[Excerpt from a dataset]
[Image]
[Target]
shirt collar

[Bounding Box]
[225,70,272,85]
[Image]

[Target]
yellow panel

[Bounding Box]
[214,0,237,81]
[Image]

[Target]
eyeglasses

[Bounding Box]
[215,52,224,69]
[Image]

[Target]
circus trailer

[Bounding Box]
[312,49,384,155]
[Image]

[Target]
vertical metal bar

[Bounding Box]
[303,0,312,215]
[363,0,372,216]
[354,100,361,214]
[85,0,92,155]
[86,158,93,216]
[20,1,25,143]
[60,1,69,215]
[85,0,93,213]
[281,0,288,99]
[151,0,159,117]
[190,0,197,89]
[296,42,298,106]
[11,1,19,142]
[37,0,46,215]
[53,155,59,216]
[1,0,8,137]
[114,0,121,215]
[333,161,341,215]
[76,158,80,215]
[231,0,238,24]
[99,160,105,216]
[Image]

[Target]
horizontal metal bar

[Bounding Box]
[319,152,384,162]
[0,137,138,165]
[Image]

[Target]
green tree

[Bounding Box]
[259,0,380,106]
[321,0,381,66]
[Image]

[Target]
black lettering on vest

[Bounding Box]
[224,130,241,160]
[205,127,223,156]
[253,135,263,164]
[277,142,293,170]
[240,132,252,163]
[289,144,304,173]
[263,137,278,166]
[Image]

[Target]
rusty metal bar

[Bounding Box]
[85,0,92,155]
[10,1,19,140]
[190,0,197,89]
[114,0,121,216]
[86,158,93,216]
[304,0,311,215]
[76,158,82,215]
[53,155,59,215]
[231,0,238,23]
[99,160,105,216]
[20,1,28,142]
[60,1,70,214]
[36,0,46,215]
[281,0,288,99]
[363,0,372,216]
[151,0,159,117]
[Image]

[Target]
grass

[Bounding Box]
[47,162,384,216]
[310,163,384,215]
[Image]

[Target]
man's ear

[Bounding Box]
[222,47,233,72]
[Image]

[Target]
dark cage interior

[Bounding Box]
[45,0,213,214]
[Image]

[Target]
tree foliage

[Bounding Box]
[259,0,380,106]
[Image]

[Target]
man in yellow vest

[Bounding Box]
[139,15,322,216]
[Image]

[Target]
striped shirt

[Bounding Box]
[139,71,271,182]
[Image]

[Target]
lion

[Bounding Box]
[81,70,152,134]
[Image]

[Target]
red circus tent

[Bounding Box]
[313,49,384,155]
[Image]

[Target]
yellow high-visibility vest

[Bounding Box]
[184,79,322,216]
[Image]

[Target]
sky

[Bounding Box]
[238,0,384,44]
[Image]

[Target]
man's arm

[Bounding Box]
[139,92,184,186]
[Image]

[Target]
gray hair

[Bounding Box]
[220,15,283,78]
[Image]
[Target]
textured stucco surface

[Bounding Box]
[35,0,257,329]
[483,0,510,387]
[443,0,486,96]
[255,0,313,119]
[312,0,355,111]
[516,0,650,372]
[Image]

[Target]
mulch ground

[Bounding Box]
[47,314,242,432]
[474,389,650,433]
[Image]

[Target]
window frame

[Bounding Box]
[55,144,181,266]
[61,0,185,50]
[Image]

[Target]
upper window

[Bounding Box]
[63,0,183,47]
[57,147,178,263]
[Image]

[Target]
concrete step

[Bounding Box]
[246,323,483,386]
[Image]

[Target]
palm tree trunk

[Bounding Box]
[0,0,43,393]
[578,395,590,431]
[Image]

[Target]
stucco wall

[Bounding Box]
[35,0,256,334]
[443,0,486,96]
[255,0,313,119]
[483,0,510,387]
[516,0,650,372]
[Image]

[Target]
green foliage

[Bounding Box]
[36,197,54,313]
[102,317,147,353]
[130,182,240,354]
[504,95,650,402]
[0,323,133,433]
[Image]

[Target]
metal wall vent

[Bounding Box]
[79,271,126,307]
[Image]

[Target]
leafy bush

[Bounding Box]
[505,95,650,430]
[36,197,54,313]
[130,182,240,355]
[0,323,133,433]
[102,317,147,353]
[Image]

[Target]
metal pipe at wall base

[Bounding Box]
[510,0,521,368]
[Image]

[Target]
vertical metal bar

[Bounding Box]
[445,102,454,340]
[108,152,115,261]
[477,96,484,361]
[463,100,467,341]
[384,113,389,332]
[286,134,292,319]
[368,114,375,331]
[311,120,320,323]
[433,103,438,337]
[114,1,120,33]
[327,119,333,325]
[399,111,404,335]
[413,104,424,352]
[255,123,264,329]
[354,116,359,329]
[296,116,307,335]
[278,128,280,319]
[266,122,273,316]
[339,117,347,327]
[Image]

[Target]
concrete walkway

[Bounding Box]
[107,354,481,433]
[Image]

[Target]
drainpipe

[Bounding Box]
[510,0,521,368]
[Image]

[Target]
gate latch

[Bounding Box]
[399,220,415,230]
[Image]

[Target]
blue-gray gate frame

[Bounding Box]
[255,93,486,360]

● Exercise objective
Report every line in the items that contains the word "stucco", treating uppercase and lowercase as different.

● Answer for this exercise
textured stucco surface
stucco wall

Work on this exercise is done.